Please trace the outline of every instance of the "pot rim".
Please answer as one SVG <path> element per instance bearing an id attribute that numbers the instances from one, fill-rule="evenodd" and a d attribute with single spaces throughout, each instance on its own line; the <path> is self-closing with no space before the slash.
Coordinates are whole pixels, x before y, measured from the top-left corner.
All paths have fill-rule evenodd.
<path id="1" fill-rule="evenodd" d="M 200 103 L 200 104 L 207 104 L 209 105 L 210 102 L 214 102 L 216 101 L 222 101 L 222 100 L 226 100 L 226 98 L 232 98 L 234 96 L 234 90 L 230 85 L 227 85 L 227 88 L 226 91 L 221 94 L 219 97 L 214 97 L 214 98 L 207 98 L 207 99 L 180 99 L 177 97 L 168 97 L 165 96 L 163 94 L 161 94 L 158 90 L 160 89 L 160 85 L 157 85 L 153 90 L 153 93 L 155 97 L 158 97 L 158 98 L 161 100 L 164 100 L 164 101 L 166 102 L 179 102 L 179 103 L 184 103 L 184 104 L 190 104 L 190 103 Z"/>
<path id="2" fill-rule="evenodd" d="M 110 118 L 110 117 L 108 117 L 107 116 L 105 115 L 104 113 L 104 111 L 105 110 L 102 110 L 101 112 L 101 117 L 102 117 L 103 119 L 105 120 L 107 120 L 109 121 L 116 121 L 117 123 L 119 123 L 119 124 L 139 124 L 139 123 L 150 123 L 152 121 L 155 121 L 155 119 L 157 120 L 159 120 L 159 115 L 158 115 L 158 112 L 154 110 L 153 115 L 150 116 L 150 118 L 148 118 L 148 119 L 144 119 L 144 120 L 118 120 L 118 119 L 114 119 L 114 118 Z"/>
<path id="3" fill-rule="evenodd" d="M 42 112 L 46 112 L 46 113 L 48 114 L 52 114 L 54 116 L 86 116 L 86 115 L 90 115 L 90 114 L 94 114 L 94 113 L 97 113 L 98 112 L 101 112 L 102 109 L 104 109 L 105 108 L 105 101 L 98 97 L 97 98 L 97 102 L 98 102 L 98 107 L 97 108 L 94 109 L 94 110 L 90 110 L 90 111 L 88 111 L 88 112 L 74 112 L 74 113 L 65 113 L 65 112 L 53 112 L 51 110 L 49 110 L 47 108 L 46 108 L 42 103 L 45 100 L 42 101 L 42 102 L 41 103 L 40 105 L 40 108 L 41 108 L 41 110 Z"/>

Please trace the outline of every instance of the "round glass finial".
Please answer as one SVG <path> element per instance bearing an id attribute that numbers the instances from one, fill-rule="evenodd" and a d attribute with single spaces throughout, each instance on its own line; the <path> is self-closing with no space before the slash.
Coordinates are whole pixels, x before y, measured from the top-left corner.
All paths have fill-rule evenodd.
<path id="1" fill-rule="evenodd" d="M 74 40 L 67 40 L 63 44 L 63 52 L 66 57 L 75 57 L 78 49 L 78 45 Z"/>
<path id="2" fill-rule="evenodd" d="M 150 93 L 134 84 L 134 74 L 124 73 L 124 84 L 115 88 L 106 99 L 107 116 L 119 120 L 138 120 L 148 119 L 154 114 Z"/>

WHAT TO PRODUCE - Rewrite the records above, changing every "whole pixels" to "integer pixels" and leaving everything else untouched.

CORRECT RESULT -
Please trace the outline of every instance of the "pot rim".
Please answer as one SVG <path> element per instance bearing an id attribute that numbers the instances from one, fill-rule="evenodd" and a d attribute with single spaces throughout, each instance on its own line; the <path> is self-closing with no space before the slash.
Coordinates are integer pixels, x before y, measured from the top-left corner.
All paths have fill-rule evenodd.
<path id="1" fill-rule="evenodd" d="M 200 103 L 200 104 L 207 104 L 209 105 L 210 102 L 214 102 L 216 101 L 222 101 L 222 100 L 226 100 L 226 98 L 232 98 L 234 96 L 234 90 L 230 85 L 227 85 L 227 88 L 226 91 L 221 94 L 219 97 L 214 97 L 214 98 L 207 98 L 207 99 L 180 99 L 177 97 L 168 97 L 165 96 L 163 94 L 161 94 L 158 90 L 160 89 L 160 85 L 157 85 L 153 90 L 153 93 L 155 97 L 158 97 L 158 98 L 161 100 L 164 100 L 164 101 L 166 102 L 179 102 L 179 103 L 184 103 L 184 104 L 190 104 L 190 103 Z"/>
<path id="2" fill-rule="evenodd" d="M 110 118 L 110 117 L 108 117 L 107 116 L 105 115 L 104 113 L 104 111 L 105 110 L 102 110 L 101 112 L 101 117 L 102 117 L 103 119 L 105 120 L 107 120 L 109 121 L 116 121 L 117 123 L 119 123 L 119 124 L 139 124 L 139 123 L 150 123 L 152 121 L 155 121 L 155 119 L 157 120 L 159 120 L 159 115 L 158 115 L 158 112 L 154 110 L 153 115 L 150 116 L 150 118 L 148 118 L 148 119 L 144 119 L 144 120 L 118 120 L 118 119 L 114 119 L 114 118 Z"/>
<path id="3" fill-rule="evenodd" d="M 42 112 L 46 112 L 46 113 L 48 114 L 52 114 L 54 116 L 86 116 L 86 115 L 90 115 L 90 114 L 94 114 L 94 113 L 97 113 L 98 112 L 101 112 L 102 109 L 104 109 L 105 108 L 105 101 L 98 97 L 97 98 L 97 102 L 98 102 L 98 107 L 97 108 L 94 109 L 94 110 L 90 110 L 90 111 L 88 111 L 88 112 L 74 112 L 74 113 L 65 113 L 65 112 L 53 112 L 51 110 L 49 110 L 47 108 L 46 108 L 42 103 L 45 100 L 42 101 L 42 102 L 41 103 L 40 105 L 40 108 L 41 108 L 41 110 Z"/>

Please trace the outline of every instance of the "round glass finial".
Please answer as one SVG <path> element per instance bearing an id attribute that numbers the instances from one, fill-rule="evenodd" and a d attribute with single spaces throughout, each instance on its own line; the <path> is self-closing with no space before the slash.
Coordinates are integer pixels, x before y, measured from the top-left corner.
All paths have fill-rule evenodd.
<path id="1" fill-rule="evenodd" d="M 74 40 L 67 40 L 63 44 L 63 52 L 66 57 L 75 57 L 78 49 L 78 45 Z"/>
<path id="2" fill-rule="evenodd" d="M 150 93 L 134 84 L 134 74 L 124 73 L 124 84 L 115 88 L 106 99 L 107 116 L 119 120 L 138 120 L 148 119 L 154 114 Z"/>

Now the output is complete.